### Text excerpt:

X-Ray Film Scanners and Digitizers, X-Ray Film Scanning Services and Software
Strategy for Digital X-Ray Imagesposted Aug-10-2015
What’s the Best Strategy for Digital X-Ray Images?
Just as radiology has improved patient care, and radiography has improved industrial testing, so the Cloud can improve access to these (sometimes very large) images by providing a more effective platform through which to store, and share data. This article explores the Cloud strategies for digital x-ray images.
What do you do when you need to collaborate immediately on a very large image?
The Cloud allows radiologists and radiographers to store, share and connect more easily than ever before. Since many medical and industrial organizations work with large, complex images such as CT scans and X-Rays, the ability to store and share images on a cloud-based system can maximize efficiencies. Newer imaging devices often generate complex imagery with very large file sizes. The Cloud provides a platform that is capable of supporting very large image files. This is just one of the benefits organizations can expect when they adopt the Cloud.

### Information shown:
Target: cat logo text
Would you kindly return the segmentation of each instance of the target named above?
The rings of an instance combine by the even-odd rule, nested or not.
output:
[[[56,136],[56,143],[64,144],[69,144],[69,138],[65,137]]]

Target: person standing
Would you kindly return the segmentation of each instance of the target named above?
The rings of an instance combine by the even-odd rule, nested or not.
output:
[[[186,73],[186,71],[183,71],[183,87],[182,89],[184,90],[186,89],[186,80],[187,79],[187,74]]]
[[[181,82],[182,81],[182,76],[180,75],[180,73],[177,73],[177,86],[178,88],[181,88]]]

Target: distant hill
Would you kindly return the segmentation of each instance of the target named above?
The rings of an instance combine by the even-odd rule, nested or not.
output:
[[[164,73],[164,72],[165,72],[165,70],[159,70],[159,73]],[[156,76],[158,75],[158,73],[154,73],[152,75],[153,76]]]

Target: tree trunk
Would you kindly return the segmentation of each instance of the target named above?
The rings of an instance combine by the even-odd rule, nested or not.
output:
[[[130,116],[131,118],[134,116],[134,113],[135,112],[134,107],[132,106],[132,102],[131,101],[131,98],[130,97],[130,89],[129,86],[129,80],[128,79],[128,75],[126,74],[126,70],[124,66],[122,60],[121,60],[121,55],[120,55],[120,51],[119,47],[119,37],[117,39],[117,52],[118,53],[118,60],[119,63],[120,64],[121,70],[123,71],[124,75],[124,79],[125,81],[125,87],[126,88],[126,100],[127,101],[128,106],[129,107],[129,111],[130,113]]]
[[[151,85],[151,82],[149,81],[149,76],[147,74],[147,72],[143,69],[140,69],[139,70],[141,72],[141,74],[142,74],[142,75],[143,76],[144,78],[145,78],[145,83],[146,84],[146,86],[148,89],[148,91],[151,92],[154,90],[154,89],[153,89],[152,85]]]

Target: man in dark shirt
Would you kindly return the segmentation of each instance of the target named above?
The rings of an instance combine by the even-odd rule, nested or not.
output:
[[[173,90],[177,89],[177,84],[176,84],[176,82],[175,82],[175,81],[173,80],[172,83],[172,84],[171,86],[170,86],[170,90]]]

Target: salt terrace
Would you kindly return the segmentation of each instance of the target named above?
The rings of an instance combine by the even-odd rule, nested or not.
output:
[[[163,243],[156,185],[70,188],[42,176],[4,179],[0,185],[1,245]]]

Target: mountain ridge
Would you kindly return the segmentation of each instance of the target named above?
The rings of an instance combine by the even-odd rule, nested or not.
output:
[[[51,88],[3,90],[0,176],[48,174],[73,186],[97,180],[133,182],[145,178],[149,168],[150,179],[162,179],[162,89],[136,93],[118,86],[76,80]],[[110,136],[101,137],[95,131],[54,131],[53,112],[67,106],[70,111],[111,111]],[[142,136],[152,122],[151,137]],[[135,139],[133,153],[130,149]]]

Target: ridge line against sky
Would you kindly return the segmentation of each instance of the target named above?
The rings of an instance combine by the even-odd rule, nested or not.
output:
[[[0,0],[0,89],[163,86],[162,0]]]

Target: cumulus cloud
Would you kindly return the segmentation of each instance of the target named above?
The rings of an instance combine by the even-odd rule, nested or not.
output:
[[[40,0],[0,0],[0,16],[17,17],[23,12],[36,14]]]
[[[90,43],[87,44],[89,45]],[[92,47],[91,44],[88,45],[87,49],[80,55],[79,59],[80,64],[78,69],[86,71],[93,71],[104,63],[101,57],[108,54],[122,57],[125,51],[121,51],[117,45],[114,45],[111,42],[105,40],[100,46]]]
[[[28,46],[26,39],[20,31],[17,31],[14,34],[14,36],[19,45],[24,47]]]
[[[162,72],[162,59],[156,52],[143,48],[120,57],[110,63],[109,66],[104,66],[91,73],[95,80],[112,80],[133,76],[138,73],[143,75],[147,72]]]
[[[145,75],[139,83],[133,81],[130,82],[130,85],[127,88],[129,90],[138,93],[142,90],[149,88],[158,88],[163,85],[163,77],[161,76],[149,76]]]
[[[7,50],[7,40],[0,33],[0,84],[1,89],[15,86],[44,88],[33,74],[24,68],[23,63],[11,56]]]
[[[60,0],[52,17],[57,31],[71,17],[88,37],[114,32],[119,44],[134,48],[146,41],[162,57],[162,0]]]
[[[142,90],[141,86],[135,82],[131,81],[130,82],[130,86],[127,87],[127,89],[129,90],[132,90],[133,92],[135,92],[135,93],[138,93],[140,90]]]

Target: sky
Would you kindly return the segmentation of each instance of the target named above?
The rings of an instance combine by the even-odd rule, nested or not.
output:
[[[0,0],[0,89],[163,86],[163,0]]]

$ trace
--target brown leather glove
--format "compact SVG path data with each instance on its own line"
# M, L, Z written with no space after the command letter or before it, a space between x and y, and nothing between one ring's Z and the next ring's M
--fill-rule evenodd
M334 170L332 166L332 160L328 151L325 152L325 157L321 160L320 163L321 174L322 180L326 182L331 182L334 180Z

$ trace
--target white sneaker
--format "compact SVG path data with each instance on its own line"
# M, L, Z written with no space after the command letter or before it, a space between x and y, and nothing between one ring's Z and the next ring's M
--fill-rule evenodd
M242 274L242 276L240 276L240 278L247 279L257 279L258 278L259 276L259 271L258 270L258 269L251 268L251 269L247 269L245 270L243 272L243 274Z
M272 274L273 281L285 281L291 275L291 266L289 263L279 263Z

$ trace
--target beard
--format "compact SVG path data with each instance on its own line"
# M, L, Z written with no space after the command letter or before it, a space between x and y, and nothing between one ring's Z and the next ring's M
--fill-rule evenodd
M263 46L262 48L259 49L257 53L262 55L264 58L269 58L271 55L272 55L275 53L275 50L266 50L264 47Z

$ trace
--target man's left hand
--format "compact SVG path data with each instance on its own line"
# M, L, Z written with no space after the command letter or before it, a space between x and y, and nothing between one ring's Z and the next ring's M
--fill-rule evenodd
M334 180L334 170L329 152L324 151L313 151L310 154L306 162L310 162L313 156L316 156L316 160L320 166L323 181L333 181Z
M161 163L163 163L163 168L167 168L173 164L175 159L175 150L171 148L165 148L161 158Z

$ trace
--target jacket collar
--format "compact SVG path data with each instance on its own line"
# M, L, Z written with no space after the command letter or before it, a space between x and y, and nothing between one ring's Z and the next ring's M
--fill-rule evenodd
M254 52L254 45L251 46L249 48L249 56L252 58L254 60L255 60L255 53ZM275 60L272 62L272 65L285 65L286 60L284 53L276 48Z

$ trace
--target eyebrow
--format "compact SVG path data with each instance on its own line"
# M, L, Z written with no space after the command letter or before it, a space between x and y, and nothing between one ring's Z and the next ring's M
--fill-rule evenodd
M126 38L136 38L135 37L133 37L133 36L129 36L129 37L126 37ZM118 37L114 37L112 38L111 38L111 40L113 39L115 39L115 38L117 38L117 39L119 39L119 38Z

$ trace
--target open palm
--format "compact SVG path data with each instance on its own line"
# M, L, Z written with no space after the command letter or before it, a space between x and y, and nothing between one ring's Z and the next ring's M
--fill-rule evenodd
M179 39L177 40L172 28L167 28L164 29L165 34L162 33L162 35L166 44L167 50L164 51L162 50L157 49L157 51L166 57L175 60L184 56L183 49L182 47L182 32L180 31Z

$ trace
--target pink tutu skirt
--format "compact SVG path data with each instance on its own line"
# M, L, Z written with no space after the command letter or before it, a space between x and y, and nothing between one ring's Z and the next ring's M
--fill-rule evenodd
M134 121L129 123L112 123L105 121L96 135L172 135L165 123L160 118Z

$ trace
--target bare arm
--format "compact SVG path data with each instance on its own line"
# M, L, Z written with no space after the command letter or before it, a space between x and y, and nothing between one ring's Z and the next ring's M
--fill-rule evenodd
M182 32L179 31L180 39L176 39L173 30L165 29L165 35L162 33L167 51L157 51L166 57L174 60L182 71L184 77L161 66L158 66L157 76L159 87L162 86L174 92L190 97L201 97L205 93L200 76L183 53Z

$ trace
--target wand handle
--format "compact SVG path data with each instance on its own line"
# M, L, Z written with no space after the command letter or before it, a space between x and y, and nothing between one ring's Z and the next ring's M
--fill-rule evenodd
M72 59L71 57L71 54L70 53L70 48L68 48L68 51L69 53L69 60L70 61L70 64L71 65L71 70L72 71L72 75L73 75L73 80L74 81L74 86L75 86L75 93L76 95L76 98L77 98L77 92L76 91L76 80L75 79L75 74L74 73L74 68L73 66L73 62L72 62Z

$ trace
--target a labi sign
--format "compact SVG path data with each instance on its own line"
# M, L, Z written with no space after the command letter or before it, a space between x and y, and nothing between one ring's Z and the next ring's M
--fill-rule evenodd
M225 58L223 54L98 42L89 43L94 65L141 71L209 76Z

### Assignment:
Please answer from the article on cloud strategies for digital x-ray images: what do newer imaging devices often generate?

### Result below:
Complex imagery with very large file sizes.